* BEGIN Records supplied *
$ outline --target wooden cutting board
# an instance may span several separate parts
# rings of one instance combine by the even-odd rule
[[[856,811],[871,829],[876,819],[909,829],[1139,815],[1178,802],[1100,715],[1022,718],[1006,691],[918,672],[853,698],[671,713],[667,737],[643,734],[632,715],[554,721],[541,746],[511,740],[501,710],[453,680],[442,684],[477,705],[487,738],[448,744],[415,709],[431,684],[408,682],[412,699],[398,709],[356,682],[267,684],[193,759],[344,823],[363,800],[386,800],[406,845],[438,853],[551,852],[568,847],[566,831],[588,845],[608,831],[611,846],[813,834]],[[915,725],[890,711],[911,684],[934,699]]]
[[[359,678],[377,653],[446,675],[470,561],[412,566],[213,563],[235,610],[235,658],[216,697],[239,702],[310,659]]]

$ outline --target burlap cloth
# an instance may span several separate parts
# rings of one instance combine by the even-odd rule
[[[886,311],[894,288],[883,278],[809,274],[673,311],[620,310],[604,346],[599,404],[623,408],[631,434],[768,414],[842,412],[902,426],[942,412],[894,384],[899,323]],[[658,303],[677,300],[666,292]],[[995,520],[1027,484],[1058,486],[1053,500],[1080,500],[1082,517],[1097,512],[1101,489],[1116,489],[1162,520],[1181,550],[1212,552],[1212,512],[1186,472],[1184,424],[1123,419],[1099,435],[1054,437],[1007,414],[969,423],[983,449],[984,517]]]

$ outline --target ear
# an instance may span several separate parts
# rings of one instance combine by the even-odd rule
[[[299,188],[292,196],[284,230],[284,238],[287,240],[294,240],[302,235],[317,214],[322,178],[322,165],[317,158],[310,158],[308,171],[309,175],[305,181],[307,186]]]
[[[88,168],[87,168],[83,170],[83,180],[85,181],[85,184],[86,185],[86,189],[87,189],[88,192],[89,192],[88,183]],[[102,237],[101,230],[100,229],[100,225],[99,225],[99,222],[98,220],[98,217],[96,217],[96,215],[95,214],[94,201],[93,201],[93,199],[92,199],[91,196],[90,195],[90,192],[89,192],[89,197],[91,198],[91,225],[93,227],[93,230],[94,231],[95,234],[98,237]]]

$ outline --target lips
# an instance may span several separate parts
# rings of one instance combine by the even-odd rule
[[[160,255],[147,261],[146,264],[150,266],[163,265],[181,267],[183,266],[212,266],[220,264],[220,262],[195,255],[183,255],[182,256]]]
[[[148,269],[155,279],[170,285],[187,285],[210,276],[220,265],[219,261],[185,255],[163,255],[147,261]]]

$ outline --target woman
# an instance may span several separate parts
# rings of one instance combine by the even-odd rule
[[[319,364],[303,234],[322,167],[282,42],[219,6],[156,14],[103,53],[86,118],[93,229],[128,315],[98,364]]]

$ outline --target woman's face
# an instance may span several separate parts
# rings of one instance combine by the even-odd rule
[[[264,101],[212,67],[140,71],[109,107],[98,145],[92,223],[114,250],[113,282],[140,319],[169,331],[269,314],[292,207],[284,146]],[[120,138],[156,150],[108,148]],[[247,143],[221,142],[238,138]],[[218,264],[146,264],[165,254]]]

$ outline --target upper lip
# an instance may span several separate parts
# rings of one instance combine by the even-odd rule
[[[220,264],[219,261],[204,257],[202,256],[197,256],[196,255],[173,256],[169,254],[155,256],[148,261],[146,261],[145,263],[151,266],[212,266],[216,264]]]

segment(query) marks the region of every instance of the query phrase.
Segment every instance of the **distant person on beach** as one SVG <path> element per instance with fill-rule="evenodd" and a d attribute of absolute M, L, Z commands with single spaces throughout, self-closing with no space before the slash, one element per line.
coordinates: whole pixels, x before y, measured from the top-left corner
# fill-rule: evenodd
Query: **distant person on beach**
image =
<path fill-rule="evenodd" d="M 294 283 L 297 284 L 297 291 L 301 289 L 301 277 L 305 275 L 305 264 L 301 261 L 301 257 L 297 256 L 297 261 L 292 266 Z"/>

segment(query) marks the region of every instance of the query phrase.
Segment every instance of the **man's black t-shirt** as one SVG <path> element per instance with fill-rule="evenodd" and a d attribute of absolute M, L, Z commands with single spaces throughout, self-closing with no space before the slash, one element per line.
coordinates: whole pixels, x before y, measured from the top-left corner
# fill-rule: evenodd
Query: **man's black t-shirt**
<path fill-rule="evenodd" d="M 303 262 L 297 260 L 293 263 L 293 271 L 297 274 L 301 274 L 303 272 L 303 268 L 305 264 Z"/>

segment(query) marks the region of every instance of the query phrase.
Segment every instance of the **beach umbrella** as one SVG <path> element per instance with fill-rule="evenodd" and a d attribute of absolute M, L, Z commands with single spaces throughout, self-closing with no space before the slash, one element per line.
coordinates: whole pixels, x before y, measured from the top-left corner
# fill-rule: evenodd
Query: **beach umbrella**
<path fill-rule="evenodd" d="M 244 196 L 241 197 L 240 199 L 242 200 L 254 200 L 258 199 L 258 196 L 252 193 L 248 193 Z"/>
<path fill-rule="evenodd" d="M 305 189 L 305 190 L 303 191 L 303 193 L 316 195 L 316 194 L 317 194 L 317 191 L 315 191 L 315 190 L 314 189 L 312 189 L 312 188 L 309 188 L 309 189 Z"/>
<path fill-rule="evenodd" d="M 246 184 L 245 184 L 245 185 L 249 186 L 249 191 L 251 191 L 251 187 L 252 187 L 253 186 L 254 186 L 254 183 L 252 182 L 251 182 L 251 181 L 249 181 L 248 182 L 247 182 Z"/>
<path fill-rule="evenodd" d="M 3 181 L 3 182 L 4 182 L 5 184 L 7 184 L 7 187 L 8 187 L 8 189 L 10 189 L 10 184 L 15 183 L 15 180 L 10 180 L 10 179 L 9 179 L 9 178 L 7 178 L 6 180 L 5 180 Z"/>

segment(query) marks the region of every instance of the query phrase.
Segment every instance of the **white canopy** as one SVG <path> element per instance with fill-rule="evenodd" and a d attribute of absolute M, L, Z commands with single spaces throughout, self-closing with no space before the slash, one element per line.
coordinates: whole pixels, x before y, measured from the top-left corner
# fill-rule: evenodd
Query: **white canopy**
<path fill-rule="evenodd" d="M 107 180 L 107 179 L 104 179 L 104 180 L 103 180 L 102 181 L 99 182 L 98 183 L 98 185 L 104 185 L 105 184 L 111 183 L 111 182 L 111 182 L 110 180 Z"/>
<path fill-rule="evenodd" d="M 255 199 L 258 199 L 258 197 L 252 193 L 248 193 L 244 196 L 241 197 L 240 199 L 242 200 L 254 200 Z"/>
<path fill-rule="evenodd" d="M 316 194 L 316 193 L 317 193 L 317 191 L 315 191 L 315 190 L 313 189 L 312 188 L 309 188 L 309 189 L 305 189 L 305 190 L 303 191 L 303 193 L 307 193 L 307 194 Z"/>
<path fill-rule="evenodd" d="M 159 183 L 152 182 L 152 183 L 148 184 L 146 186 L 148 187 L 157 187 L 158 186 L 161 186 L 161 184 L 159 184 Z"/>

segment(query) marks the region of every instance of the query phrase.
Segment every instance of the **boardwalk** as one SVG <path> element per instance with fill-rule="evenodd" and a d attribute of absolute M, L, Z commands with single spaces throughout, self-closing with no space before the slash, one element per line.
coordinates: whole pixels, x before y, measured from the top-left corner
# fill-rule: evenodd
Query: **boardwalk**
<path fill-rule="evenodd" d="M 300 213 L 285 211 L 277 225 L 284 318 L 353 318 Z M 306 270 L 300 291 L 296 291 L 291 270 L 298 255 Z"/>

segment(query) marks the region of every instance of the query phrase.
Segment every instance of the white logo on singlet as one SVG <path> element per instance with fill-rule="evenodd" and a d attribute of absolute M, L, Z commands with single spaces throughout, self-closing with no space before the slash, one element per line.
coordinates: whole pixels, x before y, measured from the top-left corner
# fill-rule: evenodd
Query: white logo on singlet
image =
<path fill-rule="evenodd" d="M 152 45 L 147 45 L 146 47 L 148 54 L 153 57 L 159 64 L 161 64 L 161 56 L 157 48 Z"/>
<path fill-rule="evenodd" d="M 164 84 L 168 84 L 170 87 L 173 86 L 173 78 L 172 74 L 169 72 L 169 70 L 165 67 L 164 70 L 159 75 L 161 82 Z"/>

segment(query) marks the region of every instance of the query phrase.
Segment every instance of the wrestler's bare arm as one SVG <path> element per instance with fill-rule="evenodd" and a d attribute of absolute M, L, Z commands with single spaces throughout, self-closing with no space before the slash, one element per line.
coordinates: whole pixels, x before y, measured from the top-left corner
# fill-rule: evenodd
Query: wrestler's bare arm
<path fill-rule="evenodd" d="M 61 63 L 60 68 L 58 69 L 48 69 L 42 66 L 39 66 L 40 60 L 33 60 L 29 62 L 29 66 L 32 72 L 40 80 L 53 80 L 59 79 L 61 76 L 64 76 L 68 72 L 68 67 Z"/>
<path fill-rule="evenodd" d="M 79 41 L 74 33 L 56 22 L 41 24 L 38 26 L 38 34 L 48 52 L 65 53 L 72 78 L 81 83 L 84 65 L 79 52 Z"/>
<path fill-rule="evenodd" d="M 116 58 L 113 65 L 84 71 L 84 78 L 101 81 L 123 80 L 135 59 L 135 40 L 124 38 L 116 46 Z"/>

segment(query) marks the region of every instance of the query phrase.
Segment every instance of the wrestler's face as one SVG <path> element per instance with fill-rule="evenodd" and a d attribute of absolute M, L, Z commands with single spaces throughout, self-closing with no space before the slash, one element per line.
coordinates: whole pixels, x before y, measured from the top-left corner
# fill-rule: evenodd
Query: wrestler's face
* END Records supplied *
Copy the data verbatim, everything from the line containing "--target woman's face" down to the line containing "303 262 L 297", including both of those lines.

# The response
$ outline --target woman's face
# an instance may span several separate parts
# rings of one instance combine by the even-odd rule
[[[264,101],[212,67],[140,71],[109,107],[98,145],[92,223],[114,250],[113,282],[140,319],[169,331],[269,314],[292,207],[284,146]],[[120,138],[156,150],[108,148]],[[247,143],[221,142],[238,138]],[[218,264],[146,264],[165,254]]]

$ outline --target upper lip
# an instance may span several separate parts
# rings of one instance combine by the even-odd rule
[[[220,264],[219,261],[204,257],[202,256],[197,256],[196,255],[173,256],[169,254],[155,256],[148,261],[146,261],[145,263],[151,266],[212,266],[216,264]]]

segment(query) marks the region of every instance of the query phrase.
Segment every instance of the **distant person on beach** as one SVG <path> element per instance with fill-rule="evenodd" and a d attribute of absolute M, L, Z commands with single spaces throughout, self-closing with no space before the slash, one element per line.
coordinates: whole pixels, x before y, measured from the top-left corner
# fill-rule: evenodd
Query: **distant person on beach**
image =
<path fill-rule="evenodd" d="M 294 283 L 297 284 L 297 291 L 301 289 L 301 277 L 305 275 L 305 264 L 301 261 L 301 257 L 297 256 L 297 261 L 292 266 Z"/>

segment(query) marks the region of every instance of the query phrase.
Segment every instance of the **man's black t-shirt** as one SVG <path> element per instance with fill-rule="evenodd" and a d attribute of absolute M, L, Z commands with single spaces throughout, self-closing with no space before the slash, one element per line.
coordinates: whole pixels, x before y, measured from the top-left corner
# fill-rule: evenodd
Query: **man's black t-shirt**
<path fill-rule="evenodd" d="M 303 262 L 297 260 L 293 263 L 293 271 L 297 274 L 301 274 L 303 272 L 303 268 L 305 264 Z"/>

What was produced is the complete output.